▶ **THE TASK**:
Look through the entries below and show every line containing the word "tree".

Data excerpts
━━━━━━━━━━━━━━━━━━━━━━━━━━━━━━

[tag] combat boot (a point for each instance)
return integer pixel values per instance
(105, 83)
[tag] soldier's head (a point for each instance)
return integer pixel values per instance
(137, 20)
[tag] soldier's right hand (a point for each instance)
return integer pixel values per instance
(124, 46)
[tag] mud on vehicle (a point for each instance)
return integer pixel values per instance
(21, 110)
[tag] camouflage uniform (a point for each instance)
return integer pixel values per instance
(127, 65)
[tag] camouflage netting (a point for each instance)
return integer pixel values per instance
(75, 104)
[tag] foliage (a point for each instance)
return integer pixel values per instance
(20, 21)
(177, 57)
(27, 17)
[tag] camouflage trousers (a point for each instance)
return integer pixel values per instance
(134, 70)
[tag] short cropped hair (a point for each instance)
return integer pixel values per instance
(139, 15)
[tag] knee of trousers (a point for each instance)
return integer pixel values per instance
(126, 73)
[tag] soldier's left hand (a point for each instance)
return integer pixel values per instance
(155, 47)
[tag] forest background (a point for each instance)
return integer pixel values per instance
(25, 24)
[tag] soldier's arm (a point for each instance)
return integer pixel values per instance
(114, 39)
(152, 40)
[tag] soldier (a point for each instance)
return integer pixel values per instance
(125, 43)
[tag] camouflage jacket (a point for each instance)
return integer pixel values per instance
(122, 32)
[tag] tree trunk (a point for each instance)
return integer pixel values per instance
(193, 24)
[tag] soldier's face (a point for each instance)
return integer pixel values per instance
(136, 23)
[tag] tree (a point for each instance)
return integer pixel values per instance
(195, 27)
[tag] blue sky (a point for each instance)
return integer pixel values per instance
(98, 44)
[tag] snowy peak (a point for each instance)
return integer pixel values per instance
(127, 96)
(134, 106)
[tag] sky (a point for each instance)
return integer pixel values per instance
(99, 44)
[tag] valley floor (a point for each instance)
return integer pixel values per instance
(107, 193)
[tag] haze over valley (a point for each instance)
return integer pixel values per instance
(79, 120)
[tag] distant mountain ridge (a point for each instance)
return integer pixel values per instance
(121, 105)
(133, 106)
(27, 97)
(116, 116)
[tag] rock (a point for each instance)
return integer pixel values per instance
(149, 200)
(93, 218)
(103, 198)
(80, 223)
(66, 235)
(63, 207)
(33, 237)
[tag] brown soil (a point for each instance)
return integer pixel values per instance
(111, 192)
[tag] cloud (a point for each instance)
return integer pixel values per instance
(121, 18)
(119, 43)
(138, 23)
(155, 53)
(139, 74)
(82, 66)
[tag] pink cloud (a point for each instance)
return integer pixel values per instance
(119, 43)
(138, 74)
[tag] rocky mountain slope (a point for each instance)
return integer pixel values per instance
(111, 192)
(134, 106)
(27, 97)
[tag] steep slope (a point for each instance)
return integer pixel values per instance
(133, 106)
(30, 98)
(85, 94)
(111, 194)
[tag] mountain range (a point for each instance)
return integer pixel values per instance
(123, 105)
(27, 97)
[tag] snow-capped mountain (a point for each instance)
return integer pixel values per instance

━━━━━━━━━━━━━━━━━━━━━━━━━━━━━━

▶ **SOLUTION TO THE PROBLEM**:
[tag] tree trunk (a point for each instance)
[tag] tree (a point for each instance)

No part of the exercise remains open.